• TASK
List each line of the listing below that contains the string "facade". Case counts.

• RECORDS SHOWN
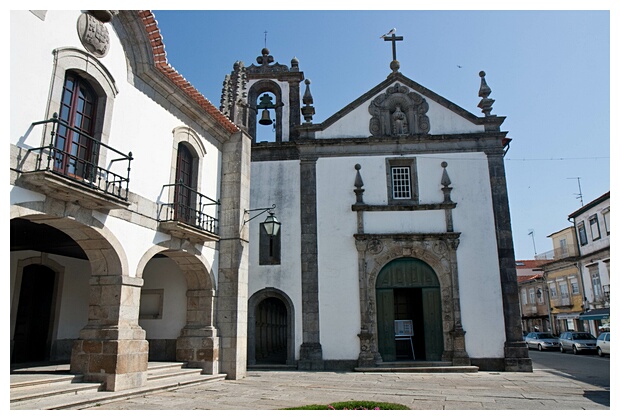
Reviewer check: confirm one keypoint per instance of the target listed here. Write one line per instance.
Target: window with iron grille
(594, 228)
(402, 181)
(583, 237)
(269, 247)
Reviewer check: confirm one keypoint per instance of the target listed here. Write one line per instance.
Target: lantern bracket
(262, 210)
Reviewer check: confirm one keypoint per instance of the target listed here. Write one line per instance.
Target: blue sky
(549, 72)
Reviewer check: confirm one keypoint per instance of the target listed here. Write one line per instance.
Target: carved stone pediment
(398, 112)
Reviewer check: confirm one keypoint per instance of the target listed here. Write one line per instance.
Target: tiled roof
(530, 263)
(161, 63)
(521, 279)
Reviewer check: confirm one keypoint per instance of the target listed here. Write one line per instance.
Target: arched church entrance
(409, 322)
(271, 321)
(33, 323)
(271, 332)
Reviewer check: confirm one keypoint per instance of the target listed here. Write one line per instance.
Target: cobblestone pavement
(540, 390)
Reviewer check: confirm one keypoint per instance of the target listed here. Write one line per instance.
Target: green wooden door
(409, 273)
(385, 324)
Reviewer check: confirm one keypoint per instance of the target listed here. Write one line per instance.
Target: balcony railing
(83, 170)
(190, 207)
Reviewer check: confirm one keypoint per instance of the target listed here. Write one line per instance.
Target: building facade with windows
(563, 282)
(533, 296)
(593, 230)
(386, 208)
(127, 196)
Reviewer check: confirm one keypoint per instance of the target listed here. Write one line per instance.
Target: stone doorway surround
(438, 250)
(253, 304)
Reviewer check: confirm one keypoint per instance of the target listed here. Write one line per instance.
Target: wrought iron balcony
(190, 215)
(77, 176)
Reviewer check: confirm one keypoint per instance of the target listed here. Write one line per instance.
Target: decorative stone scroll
(93, 34)
(398, 112)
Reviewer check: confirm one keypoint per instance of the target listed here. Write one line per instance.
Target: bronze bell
(265, 118)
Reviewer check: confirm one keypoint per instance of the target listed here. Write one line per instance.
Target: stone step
(57, 394)
(271, 367)
(418, 368)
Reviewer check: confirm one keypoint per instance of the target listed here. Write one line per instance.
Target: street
(588, 368)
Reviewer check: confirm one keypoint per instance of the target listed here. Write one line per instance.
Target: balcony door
(75, 150)
(185, 196)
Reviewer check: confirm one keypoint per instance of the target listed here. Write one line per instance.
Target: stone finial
(307, 110)
(445, 181)
(484, 92)
(234, 95)
(359, 191)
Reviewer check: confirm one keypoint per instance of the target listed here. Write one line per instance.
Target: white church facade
(392, 210)
(131, 197)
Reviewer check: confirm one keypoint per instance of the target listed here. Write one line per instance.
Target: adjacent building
(534, 300)
(591, 222)
(577, 279)
(127, 195)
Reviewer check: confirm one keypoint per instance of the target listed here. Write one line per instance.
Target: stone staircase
(55, 388)
(418, 367)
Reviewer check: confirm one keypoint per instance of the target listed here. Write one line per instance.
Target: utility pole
(531, 232)
(579, 196)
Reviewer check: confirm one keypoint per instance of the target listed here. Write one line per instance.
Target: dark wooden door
(76, 154)
(184, 199)
(271, 332)
(433, 331)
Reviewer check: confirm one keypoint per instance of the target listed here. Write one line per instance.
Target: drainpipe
(548, 299)
(585, 305)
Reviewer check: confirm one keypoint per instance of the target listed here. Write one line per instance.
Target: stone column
(198, 344)
(515, 352)
(311, 352)
(232, 284)
(112, 348)
(459, 354)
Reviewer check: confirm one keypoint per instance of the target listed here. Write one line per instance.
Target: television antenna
(531, 232)
(579, 196)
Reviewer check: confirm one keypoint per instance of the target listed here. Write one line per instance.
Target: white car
(602, 344)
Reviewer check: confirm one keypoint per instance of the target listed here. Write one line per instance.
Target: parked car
(602, 344)
(542, 341)
(577, 342)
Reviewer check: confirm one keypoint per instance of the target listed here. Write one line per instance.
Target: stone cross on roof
(393, 40)
(391, 37)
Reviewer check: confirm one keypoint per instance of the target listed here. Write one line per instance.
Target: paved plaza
(273, 390)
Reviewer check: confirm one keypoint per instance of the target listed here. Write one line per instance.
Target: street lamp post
(271, 223)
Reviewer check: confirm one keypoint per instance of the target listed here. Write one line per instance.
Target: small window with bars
(402, 181)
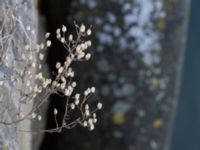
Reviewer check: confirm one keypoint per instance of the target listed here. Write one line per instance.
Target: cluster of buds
(62, 84)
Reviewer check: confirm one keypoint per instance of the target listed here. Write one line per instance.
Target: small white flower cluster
(62, 84)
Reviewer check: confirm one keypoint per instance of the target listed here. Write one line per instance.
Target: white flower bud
(41, 56)
(58, 65)
(99, 106)
(39, 117)
(73, 84)
(48, 43)
(77, 96)
(86, 107)
(28, 28)
(87, 56)
(87, 112)
(70, 37)
(33, 115)
(62, 40)
(47, 35)
(77, 101)
(72, 106)
(92, 89)
(64, 29)
(55, 111)
(85, 123)
(82, 28)
(58, 31)
(60, 70)
(89, 32)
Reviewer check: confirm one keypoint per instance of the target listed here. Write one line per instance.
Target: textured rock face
(15, 17)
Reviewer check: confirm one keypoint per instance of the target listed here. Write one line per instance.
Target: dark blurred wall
(186, 135)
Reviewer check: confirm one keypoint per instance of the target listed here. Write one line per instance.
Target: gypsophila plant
(35, 88)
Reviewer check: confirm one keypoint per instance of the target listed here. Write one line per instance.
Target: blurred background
(186, 132)
(137, 68)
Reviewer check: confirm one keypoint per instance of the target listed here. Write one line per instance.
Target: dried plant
(34, 89)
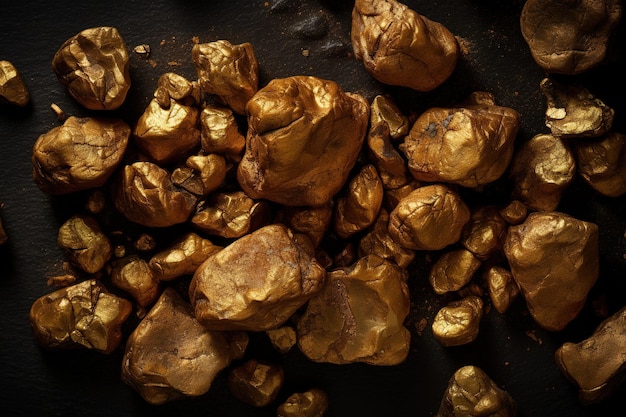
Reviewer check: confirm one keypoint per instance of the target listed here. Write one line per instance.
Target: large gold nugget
(597, 365)
(555, 261)
(569, 37)
(170, 355)
(469, 146)
(358, 316)
(94, 67)
(429, 218)
(257, 282)
(82, 315)
(304, 136)
(81, 154)
(471, 393)
(400, 47)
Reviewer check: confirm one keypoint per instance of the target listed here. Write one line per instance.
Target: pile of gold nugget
(304, 222)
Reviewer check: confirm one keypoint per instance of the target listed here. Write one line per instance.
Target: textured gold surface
(471, 393)
(94, 67)
(554, 259)
(82, 315)
(400, 47)
(81, 154)
(358, 316)
(304, 136)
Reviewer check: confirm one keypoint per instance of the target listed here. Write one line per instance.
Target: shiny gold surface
(555, 261)
(469, 146)
(81, 154)
(167, 134)
(84, 243)
(257, 282)
(471, 393)
(304, 136)
(596, 364)
(144, 194)
(573, 112)
(94, 67)
(429, 218)
(569, 37)
(602, 163)
(357, 208)
(542, 169)
(13, 90)
(358, 316)
(82, 315)
(400, 47)
(452, 270)
(256, 383)
(170, 355)
(133, 275)
(230, 215)
(311, 403)
(182, 257)
(229, 71)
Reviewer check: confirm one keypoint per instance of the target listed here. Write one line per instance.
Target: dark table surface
(511, 348)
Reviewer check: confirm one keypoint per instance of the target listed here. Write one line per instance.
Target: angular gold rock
(170, 355)
(144, 194)
(468, 146)
(256, 383)
(84, 243)
(257, 282)
(230, 214)
(357, 208)
(167, 134)
(94, 67)
(569, 37)
(555, 261)
(358, 316)
(602, 163)
(429, 218)
(399, 47)
(311, 403)
(229, 71)
(458, 322)
(471, 393)
(133, 275)
(81, 154)
(542, 169)
(453, 270)
(182, 257)
(597, 364)
(304, 136)
(81, 315)
(573, 112)
(13, 90)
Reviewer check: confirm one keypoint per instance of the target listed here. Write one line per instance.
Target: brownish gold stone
(400, 47)
(554, 259)
(257, 282)
(304, 137)
(171, 356)
(81, 154)
(81, 315)
(358, 316)
(229, 71)
(471, 393)
(458, 322)
(84, 243)
(597, 364)
(94, 66)
(429, 218)
(542, 169)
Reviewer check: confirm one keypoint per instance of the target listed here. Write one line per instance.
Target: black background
(511, 348)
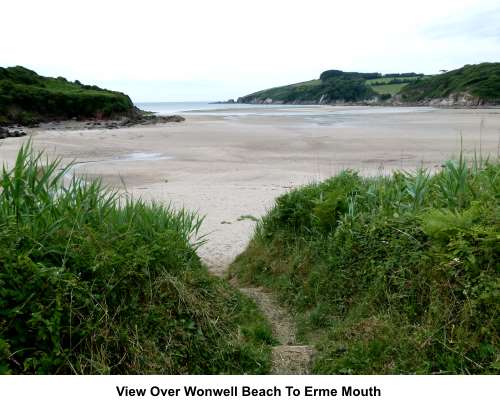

• FULL SOLUTION
Target: building facade with windows
Target: white church facade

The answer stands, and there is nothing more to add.